→ PROMPT:
Every line below that includes the word "costume" needs to be copied.

Saved entries
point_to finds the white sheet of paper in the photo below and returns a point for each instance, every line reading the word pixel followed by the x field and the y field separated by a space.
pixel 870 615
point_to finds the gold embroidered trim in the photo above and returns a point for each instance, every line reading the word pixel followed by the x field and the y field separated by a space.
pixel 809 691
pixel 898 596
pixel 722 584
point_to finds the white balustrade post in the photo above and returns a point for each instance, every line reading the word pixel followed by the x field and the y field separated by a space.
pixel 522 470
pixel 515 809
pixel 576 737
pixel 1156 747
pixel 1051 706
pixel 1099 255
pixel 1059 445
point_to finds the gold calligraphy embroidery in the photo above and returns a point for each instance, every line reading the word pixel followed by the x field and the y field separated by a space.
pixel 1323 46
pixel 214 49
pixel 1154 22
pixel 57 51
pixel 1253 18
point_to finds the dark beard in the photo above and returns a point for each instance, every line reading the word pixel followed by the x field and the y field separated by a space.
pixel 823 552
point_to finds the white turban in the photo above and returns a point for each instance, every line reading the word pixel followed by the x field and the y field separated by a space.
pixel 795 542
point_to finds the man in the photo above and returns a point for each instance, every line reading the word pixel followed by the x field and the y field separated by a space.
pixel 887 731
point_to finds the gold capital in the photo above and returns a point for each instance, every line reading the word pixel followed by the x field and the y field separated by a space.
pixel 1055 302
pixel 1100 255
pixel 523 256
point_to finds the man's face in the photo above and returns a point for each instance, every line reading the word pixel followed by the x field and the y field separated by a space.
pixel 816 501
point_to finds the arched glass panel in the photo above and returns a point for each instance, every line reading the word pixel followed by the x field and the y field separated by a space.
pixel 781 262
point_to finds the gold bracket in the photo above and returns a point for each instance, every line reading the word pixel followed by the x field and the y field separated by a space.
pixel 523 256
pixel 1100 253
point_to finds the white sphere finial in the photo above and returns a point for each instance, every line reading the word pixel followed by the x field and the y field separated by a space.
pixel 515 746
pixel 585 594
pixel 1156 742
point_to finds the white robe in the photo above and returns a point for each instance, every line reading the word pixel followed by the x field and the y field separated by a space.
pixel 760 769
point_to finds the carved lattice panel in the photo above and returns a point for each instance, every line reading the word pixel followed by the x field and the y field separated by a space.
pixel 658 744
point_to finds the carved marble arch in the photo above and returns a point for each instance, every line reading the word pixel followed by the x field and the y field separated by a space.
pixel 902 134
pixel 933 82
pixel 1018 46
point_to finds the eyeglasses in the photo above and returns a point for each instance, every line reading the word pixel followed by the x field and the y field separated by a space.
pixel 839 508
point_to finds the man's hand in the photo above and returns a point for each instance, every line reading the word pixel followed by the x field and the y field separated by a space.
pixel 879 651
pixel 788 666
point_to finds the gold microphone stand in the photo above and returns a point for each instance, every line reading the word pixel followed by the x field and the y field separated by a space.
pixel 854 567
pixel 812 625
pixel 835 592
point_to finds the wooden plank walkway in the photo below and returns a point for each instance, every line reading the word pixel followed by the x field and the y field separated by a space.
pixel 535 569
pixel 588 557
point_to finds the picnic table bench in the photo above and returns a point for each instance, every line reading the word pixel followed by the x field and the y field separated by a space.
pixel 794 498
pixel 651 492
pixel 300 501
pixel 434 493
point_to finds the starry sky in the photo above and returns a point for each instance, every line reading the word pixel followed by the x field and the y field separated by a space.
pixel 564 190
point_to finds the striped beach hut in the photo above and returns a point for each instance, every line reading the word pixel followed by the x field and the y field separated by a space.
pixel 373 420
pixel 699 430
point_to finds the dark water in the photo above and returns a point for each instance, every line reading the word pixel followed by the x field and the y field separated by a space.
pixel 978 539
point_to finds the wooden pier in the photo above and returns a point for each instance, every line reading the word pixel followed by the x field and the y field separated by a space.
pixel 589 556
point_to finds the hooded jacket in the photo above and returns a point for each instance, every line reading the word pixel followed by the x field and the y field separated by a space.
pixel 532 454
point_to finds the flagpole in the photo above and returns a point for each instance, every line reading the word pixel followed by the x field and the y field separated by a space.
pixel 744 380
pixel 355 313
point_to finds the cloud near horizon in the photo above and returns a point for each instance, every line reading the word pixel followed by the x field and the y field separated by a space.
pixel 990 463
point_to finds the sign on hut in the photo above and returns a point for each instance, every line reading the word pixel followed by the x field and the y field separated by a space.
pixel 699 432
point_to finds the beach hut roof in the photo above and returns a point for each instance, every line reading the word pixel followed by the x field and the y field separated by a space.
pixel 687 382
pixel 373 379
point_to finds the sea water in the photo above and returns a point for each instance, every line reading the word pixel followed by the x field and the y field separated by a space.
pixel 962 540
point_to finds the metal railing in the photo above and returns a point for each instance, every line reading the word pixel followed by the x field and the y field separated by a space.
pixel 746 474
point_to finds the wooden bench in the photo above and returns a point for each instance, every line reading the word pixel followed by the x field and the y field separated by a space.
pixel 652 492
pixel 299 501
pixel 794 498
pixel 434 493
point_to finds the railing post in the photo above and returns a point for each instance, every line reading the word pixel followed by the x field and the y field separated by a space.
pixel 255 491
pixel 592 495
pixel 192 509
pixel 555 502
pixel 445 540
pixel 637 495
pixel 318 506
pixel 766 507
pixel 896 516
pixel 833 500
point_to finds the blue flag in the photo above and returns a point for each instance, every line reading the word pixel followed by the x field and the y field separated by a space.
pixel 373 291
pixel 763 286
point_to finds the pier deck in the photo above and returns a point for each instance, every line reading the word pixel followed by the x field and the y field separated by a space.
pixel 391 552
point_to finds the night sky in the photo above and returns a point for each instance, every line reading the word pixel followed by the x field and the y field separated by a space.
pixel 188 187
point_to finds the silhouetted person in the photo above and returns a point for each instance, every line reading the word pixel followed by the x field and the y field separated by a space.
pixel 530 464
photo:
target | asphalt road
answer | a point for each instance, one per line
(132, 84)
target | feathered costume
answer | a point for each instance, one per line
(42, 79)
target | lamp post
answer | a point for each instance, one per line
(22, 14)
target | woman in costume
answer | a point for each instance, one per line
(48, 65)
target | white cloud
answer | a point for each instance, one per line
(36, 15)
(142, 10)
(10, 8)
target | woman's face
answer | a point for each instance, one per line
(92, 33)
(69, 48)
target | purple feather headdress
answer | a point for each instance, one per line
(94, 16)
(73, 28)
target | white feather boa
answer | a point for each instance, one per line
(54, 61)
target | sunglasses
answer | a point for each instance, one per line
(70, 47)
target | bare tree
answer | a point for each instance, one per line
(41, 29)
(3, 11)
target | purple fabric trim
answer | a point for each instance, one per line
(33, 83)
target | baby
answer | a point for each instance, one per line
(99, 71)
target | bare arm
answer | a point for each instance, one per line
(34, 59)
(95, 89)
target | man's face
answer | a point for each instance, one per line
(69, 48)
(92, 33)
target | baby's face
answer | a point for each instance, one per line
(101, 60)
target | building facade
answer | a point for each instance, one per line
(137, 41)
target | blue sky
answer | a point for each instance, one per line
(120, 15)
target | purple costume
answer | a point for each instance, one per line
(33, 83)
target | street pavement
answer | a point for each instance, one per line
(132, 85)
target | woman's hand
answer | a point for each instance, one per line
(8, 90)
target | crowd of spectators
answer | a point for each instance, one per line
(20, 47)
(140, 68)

→ PROBLEM SOLUTION:
target | feathered costume
target | woman in costume
target | purple costume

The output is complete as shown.